■ **SUPPLIED TEXT**:
——————————

In the mid 1940s Lonnie met Betty Louise Sorrells and they married April 8, 1949. They spent 72 years together in ministry. They were both concert pianists and performed in many churches and at many events all over the world. For a number of years both Lonnie and Betty participated in the general conventions for the Pentecostal Holiness Church, Betty at the piano and Lonnie leading 100+ member choirs each night. Lonnie served on various boards for the Pentecostal Holiness Church and was the first person to donate $100 to the Extension Loan Fund that his father started for the denomination.
For a time they lived in Washington, DC but then moved to Tulsa, Oklahoma, where they spent the majority of their lives. Through Lonnie’s musical and business abilities he served with some of the most notable ministers of the 20th century: Oral Roberts, T. L. Osborn, and Billy James Hargis. He was well known around the world for his abilities to set up non-profit organizations and assisted many ministers and organizations such as Rex Humbard, Mohammed Ali, and numerous others. On a personal level, Lonnie invested in a number of motels and office buildings and served on several secular boards: National Chiropractic Board and the Community Bank of Tulsa Board.
In 1981, Lonnie formed the David Livingstone Missionary Foundation and through this organization he worked in almost every country establishing schools, hospitals, orphanages, feeding programs, and disaster/humanitarian relief to name a few. He connected with world leaders such as Pope John Paul II, Mother Teresa, Mikhail Gorbachev, Presidents George H. W. Bush and Ronald Reagan, John Osteen, Vladimir V Putin, to name a few.

——————————

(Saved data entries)
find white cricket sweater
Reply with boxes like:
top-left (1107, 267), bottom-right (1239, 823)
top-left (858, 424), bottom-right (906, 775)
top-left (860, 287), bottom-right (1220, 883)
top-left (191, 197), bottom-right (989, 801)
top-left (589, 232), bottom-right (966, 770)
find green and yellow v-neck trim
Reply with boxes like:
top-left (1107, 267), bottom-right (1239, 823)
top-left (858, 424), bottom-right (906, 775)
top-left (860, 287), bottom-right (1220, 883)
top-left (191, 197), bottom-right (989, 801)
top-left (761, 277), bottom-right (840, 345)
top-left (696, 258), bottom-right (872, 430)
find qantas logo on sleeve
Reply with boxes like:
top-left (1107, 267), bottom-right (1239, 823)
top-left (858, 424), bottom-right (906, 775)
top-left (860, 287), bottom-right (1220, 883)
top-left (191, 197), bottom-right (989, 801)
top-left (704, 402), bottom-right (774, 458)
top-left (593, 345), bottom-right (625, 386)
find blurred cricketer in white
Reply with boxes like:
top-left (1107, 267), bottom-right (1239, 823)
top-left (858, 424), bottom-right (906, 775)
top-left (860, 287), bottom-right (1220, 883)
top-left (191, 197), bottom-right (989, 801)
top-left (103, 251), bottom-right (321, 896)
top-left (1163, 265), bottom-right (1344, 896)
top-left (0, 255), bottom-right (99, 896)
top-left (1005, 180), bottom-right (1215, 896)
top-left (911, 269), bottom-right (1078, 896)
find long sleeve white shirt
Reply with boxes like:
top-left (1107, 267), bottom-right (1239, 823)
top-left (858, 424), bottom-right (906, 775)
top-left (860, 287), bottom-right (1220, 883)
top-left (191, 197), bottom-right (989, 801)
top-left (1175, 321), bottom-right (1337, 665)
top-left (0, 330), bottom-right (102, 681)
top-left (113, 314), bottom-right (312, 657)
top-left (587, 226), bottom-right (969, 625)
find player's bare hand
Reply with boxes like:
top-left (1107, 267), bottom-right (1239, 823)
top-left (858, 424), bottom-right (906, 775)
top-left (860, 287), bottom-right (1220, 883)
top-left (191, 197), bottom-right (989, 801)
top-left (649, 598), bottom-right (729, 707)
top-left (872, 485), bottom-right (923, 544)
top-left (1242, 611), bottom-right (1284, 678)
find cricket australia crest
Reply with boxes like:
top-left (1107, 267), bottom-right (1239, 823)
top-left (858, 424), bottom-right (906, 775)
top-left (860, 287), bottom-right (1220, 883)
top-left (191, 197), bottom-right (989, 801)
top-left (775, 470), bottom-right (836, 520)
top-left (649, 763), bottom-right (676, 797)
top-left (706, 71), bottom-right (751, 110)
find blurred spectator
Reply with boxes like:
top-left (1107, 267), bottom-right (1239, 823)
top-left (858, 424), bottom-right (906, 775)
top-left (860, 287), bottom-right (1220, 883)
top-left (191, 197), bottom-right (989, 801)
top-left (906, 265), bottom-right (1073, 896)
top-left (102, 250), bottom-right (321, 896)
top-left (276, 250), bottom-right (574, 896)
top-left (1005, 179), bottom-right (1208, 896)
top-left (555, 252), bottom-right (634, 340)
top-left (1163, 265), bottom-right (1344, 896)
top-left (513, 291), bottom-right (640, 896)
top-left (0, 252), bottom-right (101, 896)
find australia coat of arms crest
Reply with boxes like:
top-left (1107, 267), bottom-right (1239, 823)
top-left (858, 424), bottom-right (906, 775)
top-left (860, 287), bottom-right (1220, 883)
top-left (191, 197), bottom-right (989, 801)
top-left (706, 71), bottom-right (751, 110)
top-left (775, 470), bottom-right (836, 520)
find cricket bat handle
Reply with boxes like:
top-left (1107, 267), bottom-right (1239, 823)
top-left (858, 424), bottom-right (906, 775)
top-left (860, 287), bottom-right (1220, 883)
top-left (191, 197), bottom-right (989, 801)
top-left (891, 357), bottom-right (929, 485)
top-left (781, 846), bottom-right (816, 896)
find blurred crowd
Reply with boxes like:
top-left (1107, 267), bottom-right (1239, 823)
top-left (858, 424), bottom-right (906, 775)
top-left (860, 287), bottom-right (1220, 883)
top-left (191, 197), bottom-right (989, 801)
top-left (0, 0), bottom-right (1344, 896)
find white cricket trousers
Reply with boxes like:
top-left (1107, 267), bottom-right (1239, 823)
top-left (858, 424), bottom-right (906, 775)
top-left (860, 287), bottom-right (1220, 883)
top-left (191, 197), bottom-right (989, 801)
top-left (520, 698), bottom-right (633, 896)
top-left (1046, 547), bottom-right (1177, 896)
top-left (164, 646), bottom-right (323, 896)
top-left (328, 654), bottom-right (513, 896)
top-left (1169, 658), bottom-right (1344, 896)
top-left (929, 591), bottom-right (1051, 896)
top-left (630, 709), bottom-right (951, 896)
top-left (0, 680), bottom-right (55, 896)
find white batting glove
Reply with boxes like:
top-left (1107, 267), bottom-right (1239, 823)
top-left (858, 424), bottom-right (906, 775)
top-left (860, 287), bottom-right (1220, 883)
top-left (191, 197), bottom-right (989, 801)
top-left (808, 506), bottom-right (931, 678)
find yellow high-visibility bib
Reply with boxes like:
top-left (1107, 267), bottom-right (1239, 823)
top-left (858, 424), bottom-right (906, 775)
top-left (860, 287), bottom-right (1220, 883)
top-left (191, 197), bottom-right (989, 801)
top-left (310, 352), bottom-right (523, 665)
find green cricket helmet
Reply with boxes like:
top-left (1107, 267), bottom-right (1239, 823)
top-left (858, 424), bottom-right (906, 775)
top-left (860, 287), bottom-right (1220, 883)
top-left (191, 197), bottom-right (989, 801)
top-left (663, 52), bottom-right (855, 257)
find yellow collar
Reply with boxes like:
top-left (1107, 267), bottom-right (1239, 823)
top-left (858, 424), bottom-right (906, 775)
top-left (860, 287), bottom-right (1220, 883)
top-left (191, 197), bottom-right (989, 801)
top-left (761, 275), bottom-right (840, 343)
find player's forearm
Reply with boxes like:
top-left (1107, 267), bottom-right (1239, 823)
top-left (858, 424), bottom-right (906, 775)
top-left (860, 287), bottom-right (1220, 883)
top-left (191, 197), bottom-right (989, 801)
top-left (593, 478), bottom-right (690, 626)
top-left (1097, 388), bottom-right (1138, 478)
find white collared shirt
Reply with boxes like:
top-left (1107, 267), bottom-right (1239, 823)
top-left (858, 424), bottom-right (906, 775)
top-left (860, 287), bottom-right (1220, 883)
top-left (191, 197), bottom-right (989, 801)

——————————

■ **SET OF TASKS**:
A. In the account of Lonnie's life:
(i) On what date did Lonnie and Betty marry?
(ii) In which city did they spend most of their lives?
(iii) In what year did Lonnie form the David Livingstone Missionary Foundation?
B. According to the account of Lonnie's life, which world leaders did Lonnie connect with?
Answer from the account of Lonnie's life alone.

■ **ANSWERS TO THIS EXERCISE**:
A.
(i) April 8, 1949
(ii) Tulsa, Oklahoma
(iii) 1981

B. Pope John Paul II, Mother Teresa, Mikhail Gorbachev, George H. W. Bush, Ronald Reagan, John Osteen, Vladimir V Putin